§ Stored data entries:
• • • •
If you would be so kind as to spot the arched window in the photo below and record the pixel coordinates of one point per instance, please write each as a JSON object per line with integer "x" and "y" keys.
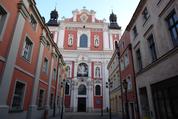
{"x": 97, "y": 72}
{"x": 70, "y": 39}
{"x": 82, "y": 70}
{"x": 96, "y": 41}
{"x": 82, "y": 90}
{"x": 97, "y": 90}
{"x": 83, "y": 41}
{"x": 68, "y": 71}
{"x": 67, "y": 89}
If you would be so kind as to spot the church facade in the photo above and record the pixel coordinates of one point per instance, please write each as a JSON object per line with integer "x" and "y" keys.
{"x": 87, "y": 45}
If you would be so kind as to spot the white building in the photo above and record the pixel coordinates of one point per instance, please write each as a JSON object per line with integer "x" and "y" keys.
{"x": 87, "y": 45}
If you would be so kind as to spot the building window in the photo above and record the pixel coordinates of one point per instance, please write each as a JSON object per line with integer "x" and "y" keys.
{"x": 3, "y": 16}
{"x": 83, "y": 41}
{"x": 135, "y": 33}
{"x": 33, "y": 22}
{"x": 45, "y": 65}
{"x": 17, "y": 103}
{"x": 139, "y": 59}
{"x": 97, "y": 72}
{"x": 96, "y": 40}
{"x": 27, "y": 49}
{"x": 152, "y": 48}
{"x": 97, "y": 90}
{"x": 41, "y": 98}
{"x": 145, "y": 14}
{"x": 82, "y": 90}
{"x": 68, "y": 71}
{"x": 58, "y": 99}
{"x": 129, "y": 87}
{"x": 126, "y": 59}
{"x": 51, "y": 100}
{"x": 82, "y": 70}
{"x": 172, "y": 21}
{"x": 54, "y": 74}
{"x": 70, "y": 40}
{"x": 67, "y": 89}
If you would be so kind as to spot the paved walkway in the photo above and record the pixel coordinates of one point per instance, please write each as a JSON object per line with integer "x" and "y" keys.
{"x": 86, "y": 116}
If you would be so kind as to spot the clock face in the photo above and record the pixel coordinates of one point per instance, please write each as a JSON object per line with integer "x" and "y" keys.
{"x": 83, "y": 17}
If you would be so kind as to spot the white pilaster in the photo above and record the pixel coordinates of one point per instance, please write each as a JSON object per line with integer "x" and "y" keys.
{"x": 49, "y": 83}
{"x": 106, "y": 40}
{"x": 32, "y": 112}
{"x": 9, "y": 67}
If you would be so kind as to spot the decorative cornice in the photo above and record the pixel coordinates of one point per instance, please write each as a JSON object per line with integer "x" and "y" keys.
{"x": 24, "y": 71}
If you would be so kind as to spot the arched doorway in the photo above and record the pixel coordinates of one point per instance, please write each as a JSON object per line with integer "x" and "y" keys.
{"x": 82, "y": 99}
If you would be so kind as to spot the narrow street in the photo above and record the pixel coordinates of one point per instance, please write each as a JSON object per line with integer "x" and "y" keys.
{"x": 86, "y": 116}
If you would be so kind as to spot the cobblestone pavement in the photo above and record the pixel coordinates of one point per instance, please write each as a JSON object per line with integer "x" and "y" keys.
{"x": 86, "y": 116}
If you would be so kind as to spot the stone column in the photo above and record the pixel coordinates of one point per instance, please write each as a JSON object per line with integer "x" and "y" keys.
{"x": 32, "y": 112}
{"x": 10, "y": 63}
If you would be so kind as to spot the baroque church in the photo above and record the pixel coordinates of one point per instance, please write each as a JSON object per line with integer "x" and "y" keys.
{"x": 87, "y": 45}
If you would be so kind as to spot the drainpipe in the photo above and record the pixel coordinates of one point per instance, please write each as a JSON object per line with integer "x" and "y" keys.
{"x": 130, "y": 48}
{"x": 118, "y": 54}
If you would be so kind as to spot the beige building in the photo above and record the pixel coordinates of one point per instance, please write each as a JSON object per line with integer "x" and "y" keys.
• • • •
The records above should be retyped in full and exactly; omit the pictures.

§ Solution for this task:
If you would be so kind as to spot the arched window in the photo below and record the pixel coordinates of one point per instance, please write each as a JSON object per line with integer "x" and "y" keys.
{"x": 97, "y": 72}
{"x": 70, "y": 39}
{"x": 82, "y": 70}
{"x": 96, "y": 41}
{"x": 82, "y": 90}
{"x": 97, "y": 90}
{"x": 83, "y": 41}
{"x": 68, "y": 71}
{"x": 67, "y": 89}
If you would be so kind as to spot the church facade in the photo above and record the pixel coordinates of one point per instance, please write each as a JSON object per line with integer "x" and "y" keys.
{"x": 87, "y": 45}
If you would be so kind as to spot the white building in the photo above and record the pixel coordinates of one point per instance, please write each as a JSON object per line with integer "x" and "y" keys.
{"x": 87, "y": 45}
If you would be so kind as to spot the building window in the photo above and record the pixel coordinates of one point per instance, please write each as a JSON object per line with integer "x" and "y" keys.
{"x": 3, "y": 16}
{"x": 83, "y": 41}
{"x": 135, "y": 33}
{"x": 33, "y": 22}
{"x": 45, "y": 65}
{"x": 17, "y": 103}
{"x": 139, "y": 59}
{"x": 97, "y": 72}
{"x": 96, "y": 40}
{"x": 27, "y": 49}
{"x": 152, "y": 48}
{"x": 97, "y": 90}
{"x": 41, "y": 98}
{"x": 145, "y": 14}
{"x": 82, "y": 90}
{"x": 68, "y": 71}
{"x": 58, "y": 99}
{"x": 129, "y": 87}
{"x": 126, "y": 59}
{"x": 51, "y": 100}
{"x": 82, "y": 70}
{"x": 172, "y": 21}
{"x": 54, "y": 74}
{"x": 70, "y": 40}
{"x": 67, "y": 89}
If you would be so kind as to spot the paved walkway in the photo above and record the pixel coordinates of one point per instance, please write each as a JSON object per line with integer "x" and "y" keys.
{"x": 86, "y": 116}
If you would be so kind as to spot the clock face in the photo above and record the pixel coordinates of one point per instance, please write each as a JSON object per line with integer "x" and "y" keys.
{"x": 83, "y": 17}
If you would be so kind as to spot the white pilaster in the photo above and record the pixel coordinates of one point per instance, please write each as a JSON object per line with integer "x" and "y" keys.
{"x": 49, "y": 83}
{"x": 106, "y": 40}
{"x": 32, "y": 112}
{"x": 9, "y": 67}
If you would be so kind as to spot the decorative cornice in the photo above and record the pixel coordinates of one point per instance, please write each as a JSON object per line with integer "x" and "y" keys.
{"x": 24, "y": 71}
If you would be so kind as to spot the arched doorway in the photo above and record the pixel coordinates of one point per instance, please write each as a JSON object per line with integer "x" and "y" keys.
{"x": 82, "y": 99}
If you would be so kind as to spot the narrow street in the photo above and record the pixel coordinates of one point per instance, please write each as a JSON object per line with integer "x" and "y" keys.
{"x": 86, "y": 116}
If you would be so kind as to spot the cobblestone pavement in the photo above and record the pixel coordinates of one point per instance, please write each as a JSON object per line with integer "x" and "y" keys.
{"x": 86, "y": 116}
If you would be so kind as to spot the stone column in the photo above and record the pixel coordinates of one point per instance, please write each as a JSON object per line with integer "x" and "y" keys.
{"x": 32, "y": 112}
{"x": 10, "y": 63}
If you would be so kind as to spot the baroque church in the photo above and record the pixel coordinates of one point per instance, please write each as a JSON object per line with integer "x" and "y" keys.
{"x": 87, "y": 45}
If you would be so kind as to spot the drainpipe in the photo above and record the pixel coordinates of one point per instance, please write each as a JSON object per line with integer "x" and "y" keys.
{"x": 130, "y": 48}
{"x": 118, "y": 54}
If you would be so kind as to spot the beige building in the photo above and record the pixel coordinates of one point per instance, please write each as a JSON object per line with integer "x" and "y" keys.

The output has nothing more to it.